:: WHAT TO PRODUCE ::
Will you write out all the entries below exactly?

(Point annotation dataset records)
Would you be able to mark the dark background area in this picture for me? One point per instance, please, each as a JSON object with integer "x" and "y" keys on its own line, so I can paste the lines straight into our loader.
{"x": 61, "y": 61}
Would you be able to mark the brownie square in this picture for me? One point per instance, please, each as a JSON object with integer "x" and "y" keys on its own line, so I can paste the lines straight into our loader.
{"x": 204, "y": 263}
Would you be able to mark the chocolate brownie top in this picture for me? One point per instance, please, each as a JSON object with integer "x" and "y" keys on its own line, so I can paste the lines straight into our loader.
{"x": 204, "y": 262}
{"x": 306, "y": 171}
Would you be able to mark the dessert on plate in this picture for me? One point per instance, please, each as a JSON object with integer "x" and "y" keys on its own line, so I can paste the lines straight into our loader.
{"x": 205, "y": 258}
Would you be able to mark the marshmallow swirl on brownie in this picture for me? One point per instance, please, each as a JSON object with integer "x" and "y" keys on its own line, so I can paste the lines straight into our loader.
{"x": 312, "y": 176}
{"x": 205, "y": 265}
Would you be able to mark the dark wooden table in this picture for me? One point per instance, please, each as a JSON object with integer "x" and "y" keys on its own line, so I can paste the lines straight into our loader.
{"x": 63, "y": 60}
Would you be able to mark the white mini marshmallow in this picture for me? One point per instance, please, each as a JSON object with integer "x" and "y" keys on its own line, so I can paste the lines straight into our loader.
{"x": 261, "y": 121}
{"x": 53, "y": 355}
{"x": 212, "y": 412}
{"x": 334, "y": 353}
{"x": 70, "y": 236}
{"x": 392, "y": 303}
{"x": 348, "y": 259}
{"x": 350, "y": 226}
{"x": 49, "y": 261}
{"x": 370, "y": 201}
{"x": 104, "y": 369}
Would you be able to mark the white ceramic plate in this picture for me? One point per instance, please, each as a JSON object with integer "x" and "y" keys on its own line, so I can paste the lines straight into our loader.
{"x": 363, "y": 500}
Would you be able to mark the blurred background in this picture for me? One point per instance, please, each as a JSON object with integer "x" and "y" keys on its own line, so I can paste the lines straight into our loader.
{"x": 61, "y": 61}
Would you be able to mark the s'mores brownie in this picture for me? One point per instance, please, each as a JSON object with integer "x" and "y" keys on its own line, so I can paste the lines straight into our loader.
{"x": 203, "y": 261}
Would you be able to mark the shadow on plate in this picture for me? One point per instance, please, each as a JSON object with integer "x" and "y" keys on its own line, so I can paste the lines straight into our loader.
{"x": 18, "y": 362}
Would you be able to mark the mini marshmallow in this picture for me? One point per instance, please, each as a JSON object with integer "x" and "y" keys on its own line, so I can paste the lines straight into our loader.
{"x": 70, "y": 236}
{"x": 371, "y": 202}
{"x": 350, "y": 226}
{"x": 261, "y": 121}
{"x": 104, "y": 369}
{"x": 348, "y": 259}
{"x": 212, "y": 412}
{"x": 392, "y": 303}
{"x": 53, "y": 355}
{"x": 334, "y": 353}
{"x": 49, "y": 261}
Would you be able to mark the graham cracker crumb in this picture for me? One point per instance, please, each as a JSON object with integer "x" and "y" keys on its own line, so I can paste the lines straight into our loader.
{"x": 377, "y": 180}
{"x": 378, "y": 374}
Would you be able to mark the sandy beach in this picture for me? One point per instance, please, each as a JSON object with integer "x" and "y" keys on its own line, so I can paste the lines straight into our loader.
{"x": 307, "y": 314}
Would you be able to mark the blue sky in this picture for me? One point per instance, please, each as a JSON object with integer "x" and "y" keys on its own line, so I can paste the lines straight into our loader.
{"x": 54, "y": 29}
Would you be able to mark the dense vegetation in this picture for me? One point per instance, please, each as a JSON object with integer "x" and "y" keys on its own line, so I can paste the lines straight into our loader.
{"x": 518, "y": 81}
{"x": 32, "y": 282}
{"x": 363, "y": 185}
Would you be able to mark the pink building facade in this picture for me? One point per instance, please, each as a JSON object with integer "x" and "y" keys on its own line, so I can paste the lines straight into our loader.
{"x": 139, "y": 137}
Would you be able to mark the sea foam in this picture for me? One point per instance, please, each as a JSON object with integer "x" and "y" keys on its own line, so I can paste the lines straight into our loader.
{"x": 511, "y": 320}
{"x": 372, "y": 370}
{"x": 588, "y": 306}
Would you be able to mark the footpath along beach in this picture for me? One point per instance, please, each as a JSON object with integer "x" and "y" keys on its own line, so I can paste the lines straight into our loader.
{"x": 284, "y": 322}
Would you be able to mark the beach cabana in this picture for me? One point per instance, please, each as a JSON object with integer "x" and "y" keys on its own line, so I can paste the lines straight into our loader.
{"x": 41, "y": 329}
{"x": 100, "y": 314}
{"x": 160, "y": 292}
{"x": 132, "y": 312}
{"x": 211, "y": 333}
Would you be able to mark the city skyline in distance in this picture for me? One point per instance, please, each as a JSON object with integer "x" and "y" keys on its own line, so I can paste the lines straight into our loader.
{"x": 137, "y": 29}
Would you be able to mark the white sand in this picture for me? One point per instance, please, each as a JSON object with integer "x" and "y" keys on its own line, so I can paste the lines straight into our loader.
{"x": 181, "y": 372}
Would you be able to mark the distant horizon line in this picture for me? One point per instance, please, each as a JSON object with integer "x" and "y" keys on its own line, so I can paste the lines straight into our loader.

:: FULL RESPONSE ::
Would you be able to mark the dark background area in this picture for me? One point per instance, please, each as a JSON object with integer "x" and "y" keys on its own line, so I can paste the lines straight into our loader.
{"x": 61, "y": 61}
Would you be able to mark the brownie square in this picture for me? One point per instance, please, each as a JSON object with integer "x" and "y" keys on its own line, so I can paste the lines straight into our loader.
{"x": 204, "y": 263}
Would you be able to mark the chocolate brownie top in this picture for me? One point per instance, please, each as a JSON object with integer "x" and "y" keys on its own line, so I can paste the lines straight into our loader.
{"x": 204, "y": 262}
{"x": 306, "y": 171}
Would you be able to mark the dessert on plate in this picture for me? One point per instance, please, each as a JSON object with integer "x" and "y" keys on its own line, so I can paste the lines straight into our loader.
{"x": 205, "y": 258}
Would you be able to mark the marshmallow swirl on brownie in this picture for me? One point per instance, please, each as a JSON object with integer "x" and "y" keys on its own line, so I can paste the lines straight into our loader.
{"x": 312, "y": 176}
{"x": 205, "y": 265}
Would you be able to mark the dark wooden table in this picture for me? One point per instance, please, each as a JSON object with integer "x" and "y" keys on its own line, so I can paste the lines straight into our loader.
{"x": 63, "y": 60}
Would you be able to mark the white mini marshmallow in this picture for me? One point per instance, please, each as a JSON object with integer "x" and "y" keys on its own line, so I can paste the lines straight into our loader.
{"x": 261, "y": 121}
{"x": 53, "y": 355}
{"x": 212, "y": 412}
{"x": 334, "y": 353}
{"x": 70, "y": 236}
{"x": 392, "y": 303}
{"x": 348, "y": 259}
{"x": 350, "y": 226}
{"x": 49, "y": 261}
{"x": 370, "y": 201}
{"x": 104, "y": 369}
Would you be able to mark the white ceramic plate in this picture for me? One point per instance, please, each as a JSON object with integer "x" and "y" keys on its own line, so I can paste the lines straight into our loader.
{"x": 363, "y": 500}
Would you be able to mark the blurred background in this picture for me? One point per instance, please, each as a JSON object with integer "x" and "y" keys on its own line, so I can paste the lines straight into our loader.
{"x": 61, "y": 61}
Would you be able to mark the s'mores brownie in this picture for me? One point per instance, please, each as a JSON object with integer "x" and "y" keys on its own line, so I can paste the lines straight into our loader.
{"x": 203, "y": 261}
Would you be able to mark the shadow on plate in this picture for me? One point per instance, please, each as a JSON object with integer "x" and "y" keys on its own line, so I can paste the lines straight into our loader.
{"x": 18, "y": 362}
Would you be able to mark the mini marshmallow in this picture for me? One point per instance, please, each as a JSON object with integer "x" and "y" keys on its own line, so I can paste the lines straight into our loader.
{"x": 70, "y": 236}
{"x": 371, "y": 202}
{"x": 350, "y": 226}
{"x": 261, "y": 121}
{"x": 104, "y": 369}
{"x": 348, "y": 259}
{"x": 212, "y": 412}
{"x": 392, "y": 303}
{"x": 53, "y": 355}
{"x": 334, "y": 353}
{"x": 49, "y": 261}
Would you be able to mark the graham cracker crumb in this picture for me? One point per instance, please, each as a JSON object with integer "x" and "y" keys on its own line, so I can paste the lines straight into our loader.
{"x": 377, "y": 180}
{"x": 378, "y": 374}
Would you be able to mark the sandy beach in this picture for me? One point per instance, please, each as a JSON object with integer "x" and "y" keys on its own line, so I can paste the lines straight into our loader.
{"x": 307, "y": 314}
Would you be able to mark the blue sky in this picture for me? One point per instance, please, each as a JSON object with integer "x" and "y" keys on its own line, so I can paste the lines straight into our loader.
{"x": 54, "y": 29}
Would you be able to mark the dense vegetation in this picture for me? One point per instance, please, each as a JSON object with integer "x" and "y" keys on its own line, so I can paste the lines straight into our loader.
{"x": 518, "y": 81}
{"x": 32, "y": 282}
{"x": 363, "y": 185}
Would you be able to mark the pink building facade in this picture for me? One point per instance, please, each as a JSON object with integer "x" and "y" keys on its own line, so I can paste the lines straight into our loader.
{"x": 139, "y": 137}
Would you be able to mark the sea foam in this picture for me? One point per instance, please, each as a JSON object with integer "x" and "y" keys on its own line, so I can paste the lines straight into our loader.
{"x": 511, "y": 320}
{"x": 372, "y": 370}
{"x": 588, "y": 306}
Would you be able to mark the footpath along beach in this picture for me? One point per instance, please, each as a JSON object with integer "x" and "y" keys on its own line, so I can paste the lines straight into our loader.
{"x": 284, "y": 322}
Would you be able to mark the beach cabana in this picture for me? One point per instance, please, each as a JSON object with integer "x" and "y" keys on its own line, so I can paste the lines straight into our loader.
{"x": 41, "y": 329}
{"x": 100, "y": 314}
{"x": 160, "y": 292}
{"x": 132, "y": 312}
{"x": 211, "y": 333}
Would you be able to mark the city skyline in distance in this picture for me? One point per instance, please, each as a JSON object with integer "x" and "y" keys on its own line, so I can paste the lines straight into our loader.
{"x": 137, "y": 29}
Would you be able to mark the white sand in this picture for me? One point per instance, please, each as a JSON object with integer "x" and "y" keys on its own line, so I can paste the lines straight into our loader.
{"x": 181, "y": 372}
Would you be able to mark the distant horizon line in this picture for me? One point per instance, please, each as a JSON object with integer "x" and "y" keys on its own line, so I can paste the lines straight into our loader.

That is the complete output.